#### [Task brief]
Please report every line in the material below that contains the word "jacket", copying each such line in full. Case counts when matching.

#### [Material to process]
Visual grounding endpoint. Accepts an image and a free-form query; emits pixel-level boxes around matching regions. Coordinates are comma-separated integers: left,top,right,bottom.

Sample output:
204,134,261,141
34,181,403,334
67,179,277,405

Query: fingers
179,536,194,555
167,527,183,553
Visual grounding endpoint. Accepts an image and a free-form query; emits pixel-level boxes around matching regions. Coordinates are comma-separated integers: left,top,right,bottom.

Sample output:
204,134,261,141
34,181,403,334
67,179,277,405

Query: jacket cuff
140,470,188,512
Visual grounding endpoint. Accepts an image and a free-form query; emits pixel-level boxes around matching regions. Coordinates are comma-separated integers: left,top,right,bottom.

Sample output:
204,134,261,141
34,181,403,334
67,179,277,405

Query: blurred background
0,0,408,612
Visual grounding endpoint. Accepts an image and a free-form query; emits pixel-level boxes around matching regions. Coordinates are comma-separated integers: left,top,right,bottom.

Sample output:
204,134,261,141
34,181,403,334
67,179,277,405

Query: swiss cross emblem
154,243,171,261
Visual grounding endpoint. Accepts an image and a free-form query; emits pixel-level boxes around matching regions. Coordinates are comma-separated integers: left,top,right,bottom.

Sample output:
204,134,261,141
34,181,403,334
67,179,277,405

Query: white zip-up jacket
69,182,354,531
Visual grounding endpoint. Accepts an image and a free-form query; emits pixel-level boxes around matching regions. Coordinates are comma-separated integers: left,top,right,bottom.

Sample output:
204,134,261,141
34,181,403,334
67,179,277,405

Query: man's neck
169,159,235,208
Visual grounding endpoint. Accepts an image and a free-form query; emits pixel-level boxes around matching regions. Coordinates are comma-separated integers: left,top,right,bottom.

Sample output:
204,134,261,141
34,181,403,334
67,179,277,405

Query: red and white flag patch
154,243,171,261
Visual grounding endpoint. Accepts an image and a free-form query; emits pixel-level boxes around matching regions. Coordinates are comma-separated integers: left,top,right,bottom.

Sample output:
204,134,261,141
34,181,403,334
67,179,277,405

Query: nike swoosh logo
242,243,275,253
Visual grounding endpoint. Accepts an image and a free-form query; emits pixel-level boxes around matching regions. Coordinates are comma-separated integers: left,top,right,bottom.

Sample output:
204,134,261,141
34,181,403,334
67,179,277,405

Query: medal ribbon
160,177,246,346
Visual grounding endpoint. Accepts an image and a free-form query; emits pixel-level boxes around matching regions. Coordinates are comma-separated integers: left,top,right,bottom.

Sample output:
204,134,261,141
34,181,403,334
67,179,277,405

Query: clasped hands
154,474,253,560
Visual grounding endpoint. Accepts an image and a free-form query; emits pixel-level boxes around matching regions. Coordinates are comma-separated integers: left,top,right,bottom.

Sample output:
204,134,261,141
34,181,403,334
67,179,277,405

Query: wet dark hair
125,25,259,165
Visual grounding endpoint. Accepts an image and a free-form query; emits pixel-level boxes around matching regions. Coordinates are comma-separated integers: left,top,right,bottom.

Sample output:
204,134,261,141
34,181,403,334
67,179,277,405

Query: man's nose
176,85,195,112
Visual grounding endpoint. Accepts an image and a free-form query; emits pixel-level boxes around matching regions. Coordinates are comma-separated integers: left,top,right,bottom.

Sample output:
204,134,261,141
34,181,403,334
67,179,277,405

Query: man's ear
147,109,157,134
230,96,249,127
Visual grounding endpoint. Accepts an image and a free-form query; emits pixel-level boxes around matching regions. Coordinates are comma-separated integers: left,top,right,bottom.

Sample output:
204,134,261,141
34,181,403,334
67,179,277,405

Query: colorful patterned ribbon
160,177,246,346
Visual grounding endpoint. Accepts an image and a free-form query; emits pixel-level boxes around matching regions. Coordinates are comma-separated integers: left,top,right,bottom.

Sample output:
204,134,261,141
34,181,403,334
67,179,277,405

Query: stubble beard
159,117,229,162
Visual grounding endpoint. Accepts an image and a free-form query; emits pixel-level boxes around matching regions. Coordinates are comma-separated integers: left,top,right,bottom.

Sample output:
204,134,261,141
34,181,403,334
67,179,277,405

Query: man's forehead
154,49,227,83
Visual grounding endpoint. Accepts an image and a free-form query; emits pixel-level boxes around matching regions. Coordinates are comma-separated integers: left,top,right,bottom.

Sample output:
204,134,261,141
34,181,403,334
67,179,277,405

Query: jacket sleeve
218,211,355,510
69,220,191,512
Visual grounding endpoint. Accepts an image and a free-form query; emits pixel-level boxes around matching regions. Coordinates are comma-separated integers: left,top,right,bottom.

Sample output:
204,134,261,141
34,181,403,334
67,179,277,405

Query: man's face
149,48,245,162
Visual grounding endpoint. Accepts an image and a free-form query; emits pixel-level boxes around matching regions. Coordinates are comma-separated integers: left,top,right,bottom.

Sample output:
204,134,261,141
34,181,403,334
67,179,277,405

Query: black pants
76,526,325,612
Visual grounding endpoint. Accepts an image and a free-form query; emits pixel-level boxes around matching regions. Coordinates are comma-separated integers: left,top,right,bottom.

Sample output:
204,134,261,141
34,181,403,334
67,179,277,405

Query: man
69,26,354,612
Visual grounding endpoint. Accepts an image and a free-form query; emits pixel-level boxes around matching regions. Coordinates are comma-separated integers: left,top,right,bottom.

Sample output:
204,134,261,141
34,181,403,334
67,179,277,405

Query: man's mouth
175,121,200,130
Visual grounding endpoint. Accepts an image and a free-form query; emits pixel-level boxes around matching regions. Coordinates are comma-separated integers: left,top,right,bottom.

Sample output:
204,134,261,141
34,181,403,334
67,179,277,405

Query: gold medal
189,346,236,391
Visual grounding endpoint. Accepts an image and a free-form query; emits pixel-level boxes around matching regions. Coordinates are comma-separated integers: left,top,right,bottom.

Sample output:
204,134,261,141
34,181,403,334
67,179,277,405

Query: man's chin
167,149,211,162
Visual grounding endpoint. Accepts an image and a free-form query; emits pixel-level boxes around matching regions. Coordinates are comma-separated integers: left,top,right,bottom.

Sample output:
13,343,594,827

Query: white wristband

#### [Correct answer]
Query: jacket cuff
Query: white zip-up jacket
Query: jacket sleeve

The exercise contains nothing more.